When the pixel data SI is “0”, the decoder 83 sets the switch control signal SW to the H level in the section T1 of the drive signal COM and sets the switch control signal SW to the L level in the section T2 thereof, so that the drive pulse PS1 is applied to the piezoelectric element 421. At this time, ink is not ejected from the nozzle.

When the pixel data SI is “1”, the decoder 83 sets the switch control signal SW to the L level in the section T1 of the drive signal COM and sets the switch control signal SW to the H level in the section T2 thereof, so that the drive pulse PS2 is applied to the piezoelectric element 421. At this time, ink is ejected from the nozzle.

When flushing is performed, transfer of the pixel data SI in the image data from the controller 110 is temporarily stopped, during which a flushing control line FL is set to an ON state. Thus, all the drive pulses in the drive signal COM are applied to all the piezoelectric elements 421, so that ink droplets are continuously ejected, thereby allowing dots which are not based on the image data to be formed. When ink is ejected on the basis of the image data, the flushing control line FL is set to an OFF state. The switch is turned on or off in response to the switch control signal SW.

Record extracts:
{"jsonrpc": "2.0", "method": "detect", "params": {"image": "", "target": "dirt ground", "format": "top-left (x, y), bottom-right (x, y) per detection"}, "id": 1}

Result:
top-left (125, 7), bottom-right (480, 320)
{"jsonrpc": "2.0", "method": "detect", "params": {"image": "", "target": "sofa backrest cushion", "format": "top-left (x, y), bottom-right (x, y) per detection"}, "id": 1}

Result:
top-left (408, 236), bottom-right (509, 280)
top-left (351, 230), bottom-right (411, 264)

--

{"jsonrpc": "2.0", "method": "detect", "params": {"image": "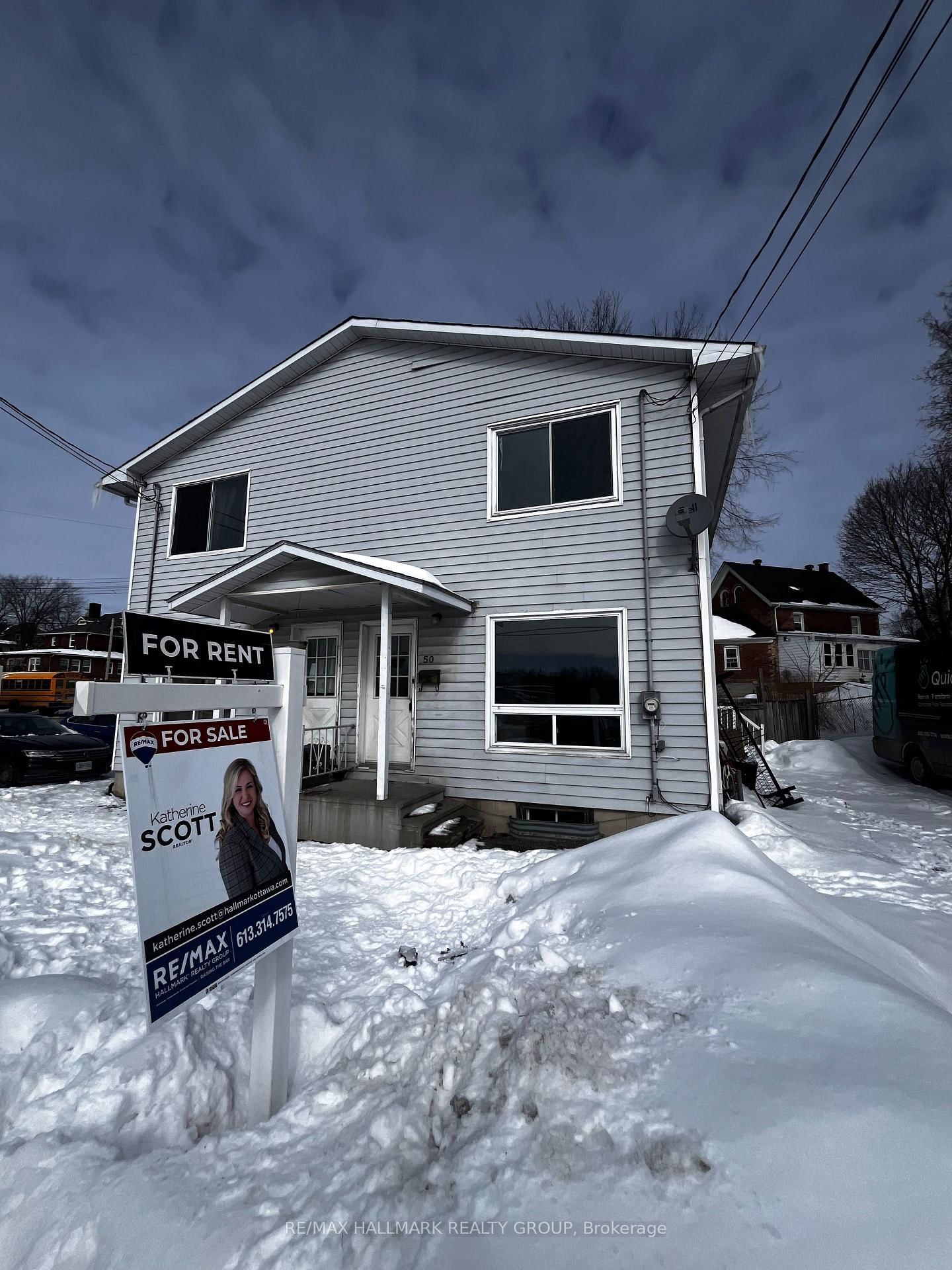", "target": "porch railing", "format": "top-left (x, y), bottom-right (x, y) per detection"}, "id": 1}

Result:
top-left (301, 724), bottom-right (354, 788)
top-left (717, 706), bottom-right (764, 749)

Problem set:
A) In the passage on ink ejection control above, list every component that is identified by a reference number, giving each with its number.
B) Reproduce a portion of the passage on ink ejection control. Begin at the words "When flushing is" and stop after "control signal SW.".

Worked answers:
A)
decoder 83
piezoelectric element 421
controller 110

B)
When flushing is performed, transfer of the pixel data SI in the image data from the controller 110 is temporarily stopped, during which a flushing control line FL is set to an ON state. Thus, all the drive pulses in the drive signal COM are applied to all the piezoelectric elements 421, so that ink droplets are continuously ejected, thereby allowing dots which are not based on the image data to be formed. When ink is ejected on the basis of the image data, the flushing control line FL is set to an OFF state. The switch is turned on or off in response to the switch control signal SW.